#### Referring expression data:
[Start of section]

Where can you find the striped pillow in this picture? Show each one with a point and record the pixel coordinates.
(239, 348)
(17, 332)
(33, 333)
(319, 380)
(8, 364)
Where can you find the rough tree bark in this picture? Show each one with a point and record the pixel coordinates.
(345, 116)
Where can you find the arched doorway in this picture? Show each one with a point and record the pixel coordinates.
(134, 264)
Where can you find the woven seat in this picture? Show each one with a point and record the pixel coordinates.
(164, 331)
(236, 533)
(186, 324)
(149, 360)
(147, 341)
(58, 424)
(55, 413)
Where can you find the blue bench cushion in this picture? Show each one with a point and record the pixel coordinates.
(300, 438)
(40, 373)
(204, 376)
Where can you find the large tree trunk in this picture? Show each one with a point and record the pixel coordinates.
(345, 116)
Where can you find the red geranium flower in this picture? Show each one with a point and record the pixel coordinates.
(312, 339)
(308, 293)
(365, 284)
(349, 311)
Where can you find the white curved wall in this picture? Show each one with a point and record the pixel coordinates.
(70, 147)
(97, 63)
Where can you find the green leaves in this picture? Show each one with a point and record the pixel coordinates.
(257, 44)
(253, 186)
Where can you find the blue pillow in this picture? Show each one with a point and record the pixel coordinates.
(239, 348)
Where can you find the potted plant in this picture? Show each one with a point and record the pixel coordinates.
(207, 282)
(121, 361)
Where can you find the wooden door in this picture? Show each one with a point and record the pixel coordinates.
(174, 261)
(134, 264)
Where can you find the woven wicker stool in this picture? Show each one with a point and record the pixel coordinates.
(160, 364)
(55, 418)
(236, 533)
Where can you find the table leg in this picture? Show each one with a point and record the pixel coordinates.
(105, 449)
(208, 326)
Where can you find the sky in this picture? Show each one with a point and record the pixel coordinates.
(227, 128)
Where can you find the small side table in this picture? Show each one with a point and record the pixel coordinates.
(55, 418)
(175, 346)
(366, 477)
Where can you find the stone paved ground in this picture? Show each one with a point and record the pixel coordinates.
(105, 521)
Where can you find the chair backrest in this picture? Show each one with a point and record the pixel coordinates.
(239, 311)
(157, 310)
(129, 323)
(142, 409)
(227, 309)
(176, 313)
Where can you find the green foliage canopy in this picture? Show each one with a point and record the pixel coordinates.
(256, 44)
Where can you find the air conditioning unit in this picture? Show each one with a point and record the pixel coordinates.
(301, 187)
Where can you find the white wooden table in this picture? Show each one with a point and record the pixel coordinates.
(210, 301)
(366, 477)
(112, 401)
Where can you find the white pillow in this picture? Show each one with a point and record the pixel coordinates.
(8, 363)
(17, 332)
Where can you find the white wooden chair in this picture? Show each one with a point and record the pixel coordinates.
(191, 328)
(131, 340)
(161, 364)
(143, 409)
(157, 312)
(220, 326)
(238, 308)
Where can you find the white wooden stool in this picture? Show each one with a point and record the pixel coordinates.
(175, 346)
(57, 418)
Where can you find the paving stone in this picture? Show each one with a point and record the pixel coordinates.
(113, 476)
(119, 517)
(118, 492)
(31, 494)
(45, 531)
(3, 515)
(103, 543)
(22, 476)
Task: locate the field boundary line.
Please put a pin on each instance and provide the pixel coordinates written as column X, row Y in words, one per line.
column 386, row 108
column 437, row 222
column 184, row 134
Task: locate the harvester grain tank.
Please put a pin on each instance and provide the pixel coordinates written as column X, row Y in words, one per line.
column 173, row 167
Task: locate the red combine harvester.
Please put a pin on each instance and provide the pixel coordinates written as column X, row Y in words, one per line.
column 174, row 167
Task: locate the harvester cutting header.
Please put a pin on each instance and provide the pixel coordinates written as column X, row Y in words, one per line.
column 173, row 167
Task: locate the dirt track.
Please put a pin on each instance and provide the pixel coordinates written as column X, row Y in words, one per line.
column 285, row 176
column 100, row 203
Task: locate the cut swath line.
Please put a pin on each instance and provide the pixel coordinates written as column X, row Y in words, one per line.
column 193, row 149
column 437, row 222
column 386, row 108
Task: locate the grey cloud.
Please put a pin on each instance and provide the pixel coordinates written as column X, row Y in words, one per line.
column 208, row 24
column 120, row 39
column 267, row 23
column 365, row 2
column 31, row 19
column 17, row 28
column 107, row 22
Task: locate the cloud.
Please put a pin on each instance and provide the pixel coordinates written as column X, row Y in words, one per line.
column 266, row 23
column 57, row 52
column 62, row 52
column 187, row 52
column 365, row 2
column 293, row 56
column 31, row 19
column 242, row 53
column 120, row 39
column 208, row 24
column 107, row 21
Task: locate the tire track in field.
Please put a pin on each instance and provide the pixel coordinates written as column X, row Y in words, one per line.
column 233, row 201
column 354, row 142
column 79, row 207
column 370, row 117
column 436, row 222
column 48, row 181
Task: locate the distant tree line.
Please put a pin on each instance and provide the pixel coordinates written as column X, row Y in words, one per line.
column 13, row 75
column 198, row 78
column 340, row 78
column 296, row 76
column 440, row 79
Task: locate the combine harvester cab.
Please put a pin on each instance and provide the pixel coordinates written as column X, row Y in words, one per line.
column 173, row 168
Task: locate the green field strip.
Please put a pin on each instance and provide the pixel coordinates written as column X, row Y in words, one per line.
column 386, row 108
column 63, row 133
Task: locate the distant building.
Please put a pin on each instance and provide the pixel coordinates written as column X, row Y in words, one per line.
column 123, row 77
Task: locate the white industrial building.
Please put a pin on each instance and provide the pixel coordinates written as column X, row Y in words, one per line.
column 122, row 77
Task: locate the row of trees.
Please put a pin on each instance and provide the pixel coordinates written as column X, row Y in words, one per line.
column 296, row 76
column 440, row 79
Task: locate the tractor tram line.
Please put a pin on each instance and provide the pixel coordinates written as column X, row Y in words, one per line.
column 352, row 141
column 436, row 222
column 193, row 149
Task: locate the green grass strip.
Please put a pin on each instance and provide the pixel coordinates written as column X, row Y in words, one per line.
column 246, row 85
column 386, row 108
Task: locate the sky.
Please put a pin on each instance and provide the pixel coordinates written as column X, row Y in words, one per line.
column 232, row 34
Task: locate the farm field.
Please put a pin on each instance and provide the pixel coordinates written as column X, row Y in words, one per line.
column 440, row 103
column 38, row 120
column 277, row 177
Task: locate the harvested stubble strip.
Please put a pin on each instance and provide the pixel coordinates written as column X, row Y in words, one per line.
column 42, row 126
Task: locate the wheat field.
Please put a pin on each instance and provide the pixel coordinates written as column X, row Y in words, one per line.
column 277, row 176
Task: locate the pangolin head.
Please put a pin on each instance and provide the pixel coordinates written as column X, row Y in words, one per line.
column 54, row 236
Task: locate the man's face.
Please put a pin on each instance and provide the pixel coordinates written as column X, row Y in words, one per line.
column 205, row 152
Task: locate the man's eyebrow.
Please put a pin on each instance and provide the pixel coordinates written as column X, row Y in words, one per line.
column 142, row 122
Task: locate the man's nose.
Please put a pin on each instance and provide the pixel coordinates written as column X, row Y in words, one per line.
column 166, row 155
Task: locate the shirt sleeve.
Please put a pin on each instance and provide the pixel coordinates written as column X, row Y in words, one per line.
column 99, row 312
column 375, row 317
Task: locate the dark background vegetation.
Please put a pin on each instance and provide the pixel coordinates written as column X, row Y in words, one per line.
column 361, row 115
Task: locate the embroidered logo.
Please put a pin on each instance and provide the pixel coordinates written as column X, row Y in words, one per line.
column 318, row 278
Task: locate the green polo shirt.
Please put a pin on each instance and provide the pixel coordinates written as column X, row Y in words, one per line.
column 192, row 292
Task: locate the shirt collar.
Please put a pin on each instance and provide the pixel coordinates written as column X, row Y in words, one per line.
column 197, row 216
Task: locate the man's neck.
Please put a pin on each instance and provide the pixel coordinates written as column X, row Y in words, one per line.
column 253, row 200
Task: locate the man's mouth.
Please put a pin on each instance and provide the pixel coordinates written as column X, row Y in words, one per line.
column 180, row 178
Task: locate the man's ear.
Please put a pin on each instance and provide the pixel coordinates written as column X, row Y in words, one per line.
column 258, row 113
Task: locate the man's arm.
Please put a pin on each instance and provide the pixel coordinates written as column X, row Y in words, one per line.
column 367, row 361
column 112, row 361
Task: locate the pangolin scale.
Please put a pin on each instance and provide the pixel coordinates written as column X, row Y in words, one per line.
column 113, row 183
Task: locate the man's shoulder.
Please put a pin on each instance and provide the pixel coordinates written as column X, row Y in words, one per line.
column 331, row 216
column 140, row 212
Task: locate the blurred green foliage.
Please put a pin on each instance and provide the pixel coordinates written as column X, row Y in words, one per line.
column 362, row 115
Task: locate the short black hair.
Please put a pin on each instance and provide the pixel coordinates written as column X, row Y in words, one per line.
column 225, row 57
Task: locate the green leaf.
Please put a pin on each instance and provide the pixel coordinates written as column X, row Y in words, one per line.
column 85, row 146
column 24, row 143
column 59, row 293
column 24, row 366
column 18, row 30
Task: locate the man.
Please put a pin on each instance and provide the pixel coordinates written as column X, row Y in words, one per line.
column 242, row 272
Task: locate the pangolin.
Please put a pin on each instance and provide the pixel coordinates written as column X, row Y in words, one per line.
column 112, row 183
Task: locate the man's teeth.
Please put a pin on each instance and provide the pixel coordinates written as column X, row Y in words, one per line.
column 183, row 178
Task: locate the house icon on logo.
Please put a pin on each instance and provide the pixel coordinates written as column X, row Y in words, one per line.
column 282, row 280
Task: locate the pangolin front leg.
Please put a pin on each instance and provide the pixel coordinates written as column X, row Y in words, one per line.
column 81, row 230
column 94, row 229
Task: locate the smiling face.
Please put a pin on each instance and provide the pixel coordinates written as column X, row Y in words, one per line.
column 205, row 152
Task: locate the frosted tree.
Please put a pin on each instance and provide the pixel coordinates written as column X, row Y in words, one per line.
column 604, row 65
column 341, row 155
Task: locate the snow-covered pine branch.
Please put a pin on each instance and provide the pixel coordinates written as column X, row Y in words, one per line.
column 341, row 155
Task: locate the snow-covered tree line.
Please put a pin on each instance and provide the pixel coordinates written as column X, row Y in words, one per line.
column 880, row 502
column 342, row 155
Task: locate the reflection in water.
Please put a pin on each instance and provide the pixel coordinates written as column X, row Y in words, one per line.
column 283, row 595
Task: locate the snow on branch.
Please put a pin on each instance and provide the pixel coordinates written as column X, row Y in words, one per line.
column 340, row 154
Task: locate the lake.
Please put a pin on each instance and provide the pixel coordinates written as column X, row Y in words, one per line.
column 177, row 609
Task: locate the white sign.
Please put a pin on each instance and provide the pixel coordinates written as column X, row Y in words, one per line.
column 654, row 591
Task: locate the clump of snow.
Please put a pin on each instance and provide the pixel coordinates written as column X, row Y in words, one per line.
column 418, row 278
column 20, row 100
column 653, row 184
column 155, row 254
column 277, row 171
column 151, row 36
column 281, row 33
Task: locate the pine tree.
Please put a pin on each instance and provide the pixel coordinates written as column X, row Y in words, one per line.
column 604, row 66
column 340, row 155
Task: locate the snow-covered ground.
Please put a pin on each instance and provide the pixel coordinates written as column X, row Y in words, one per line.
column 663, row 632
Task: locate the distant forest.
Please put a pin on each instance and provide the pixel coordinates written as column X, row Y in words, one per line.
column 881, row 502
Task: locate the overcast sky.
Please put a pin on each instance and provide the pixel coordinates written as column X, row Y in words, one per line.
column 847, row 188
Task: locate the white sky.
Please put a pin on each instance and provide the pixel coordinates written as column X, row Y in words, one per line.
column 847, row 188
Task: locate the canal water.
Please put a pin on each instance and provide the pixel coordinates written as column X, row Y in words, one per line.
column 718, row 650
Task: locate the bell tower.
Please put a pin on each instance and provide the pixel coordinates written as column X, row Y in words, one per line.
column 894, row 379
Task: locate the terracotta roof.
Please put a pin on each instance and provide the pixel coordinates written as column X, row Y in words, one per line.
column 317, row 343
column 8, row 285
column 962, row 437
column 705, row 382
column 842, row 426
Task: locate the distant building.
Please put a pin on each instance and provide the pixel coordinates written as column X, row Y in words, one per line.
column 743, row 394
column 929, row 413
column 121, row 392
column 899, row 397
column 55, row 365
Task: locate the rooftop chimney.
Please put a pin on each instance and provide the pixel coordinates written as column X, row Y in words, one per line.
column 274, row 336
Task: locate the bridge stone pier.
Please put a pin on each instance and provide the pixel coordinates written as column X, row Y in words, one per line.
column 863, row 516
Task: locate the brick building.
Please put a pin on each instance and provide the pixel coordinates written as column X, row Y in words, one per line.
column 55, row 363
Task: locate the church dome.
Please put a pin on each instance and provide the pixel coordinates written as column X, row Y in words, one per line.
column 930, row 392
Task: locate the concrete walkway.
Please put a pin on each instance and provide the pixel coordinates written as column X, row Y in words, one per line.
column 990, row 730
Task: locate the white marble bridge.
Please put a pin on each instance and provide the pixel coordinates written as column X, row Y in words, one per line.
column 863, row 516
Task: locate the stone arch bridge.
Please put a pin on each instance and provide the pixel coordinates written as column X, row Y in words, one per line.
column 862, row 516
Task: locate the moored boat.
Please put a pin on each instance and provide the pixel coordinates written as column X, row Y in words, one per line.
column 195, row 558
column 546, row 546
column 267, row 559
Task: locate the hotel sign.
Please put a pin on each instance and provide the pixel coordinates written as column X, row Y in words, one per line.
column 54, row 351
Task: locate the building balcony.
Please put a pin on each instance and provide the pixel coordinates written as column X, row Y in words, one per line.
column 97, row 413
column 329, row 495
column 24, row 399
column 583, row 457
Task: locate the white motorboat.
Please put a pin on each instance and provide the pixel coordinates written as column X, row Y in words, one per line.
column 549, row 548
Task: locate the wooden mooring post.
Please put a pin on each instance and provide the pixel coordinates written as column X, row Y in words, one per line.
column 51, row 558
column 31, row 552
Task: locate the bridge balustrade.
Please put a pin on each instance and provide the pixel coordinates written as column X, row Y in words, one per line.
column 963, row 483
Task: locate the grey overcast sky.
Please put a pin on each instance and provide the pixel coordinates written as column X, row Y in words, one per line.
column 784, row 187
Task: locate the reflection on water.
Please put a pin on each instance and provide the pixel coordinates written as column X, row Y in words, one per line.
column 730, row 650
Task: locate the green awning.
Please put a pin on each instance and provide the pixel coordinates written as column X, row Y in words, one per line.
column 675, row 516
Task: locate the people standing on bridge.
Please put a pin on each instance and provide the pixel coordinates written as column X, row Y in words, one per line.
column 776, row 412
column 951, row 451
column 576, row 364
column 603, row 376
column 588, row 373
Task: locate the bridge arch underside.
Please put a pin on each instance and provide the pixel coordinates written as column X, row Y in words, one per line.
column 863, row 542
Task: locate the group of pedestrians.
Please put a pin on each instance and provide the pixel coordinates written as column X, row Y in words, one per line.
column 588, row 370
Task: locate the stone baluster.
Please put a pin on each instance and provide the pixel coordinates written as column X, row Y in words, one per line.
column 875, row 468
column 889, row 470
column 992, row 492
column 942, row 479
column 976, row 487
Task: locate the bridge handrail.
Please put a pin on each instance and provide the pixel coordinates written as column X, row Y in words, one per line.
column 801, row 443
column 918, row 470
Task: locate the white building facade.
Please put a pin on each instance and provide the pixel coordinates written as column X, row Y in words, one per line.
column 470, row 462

[End of section]

Beginning at the line above with "Task: locate the smiling face." and finishing at the line with "Task: locate the lake.", return each line exactly and return nothing else.

Task: locate the smiling face.
Please put a pin on each instance and provide the pixel coordinates written as column X, row Y in words, one per line.
column 205, row 152
Task: locate the frosted tree.
Please put a pin on each instance and provide the pixel coordinates written as column X, row Y in words, one per line.
column 604, row 65
column 341, row 155
Task: locate the snow-covered pine branch.
Please put a pin on each instance and provide the pixel coordinates written as column X, row Y in words, one per line.
column 341, row 155
Task: locate the snow-covered tree line.
Please put a pin on each instance and provide the pixel coordinates written as column X, row Y in words, one per line.
column 880, row 502
column 342, row 155
Task: locate the reflection in water.
Please put a pin on each instance and provide the pixel coordinates written as column X, row Y in words, one per line.
column 283, row 595
Task: locate the snow on branch.
Please put a pin on each instance and provide the pixel coordinates written as column X, row Y in words, one per line.
column 340, row 154
Task: locate the lake.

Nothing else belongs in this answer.